[SET TASK] Print all of the data exactly as written.

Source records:
-- start --
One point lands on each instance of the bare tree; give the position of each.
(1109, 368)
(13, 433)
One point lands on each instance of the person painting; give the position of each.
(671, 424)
-- end --
[OUTPUT OF THE TASK]
One point lands on each instance of the bare tree; give the position of each.
(1109, 368)
(13, 433)
One point lands on each instance of the person painting; give the position of each.
(671, 424)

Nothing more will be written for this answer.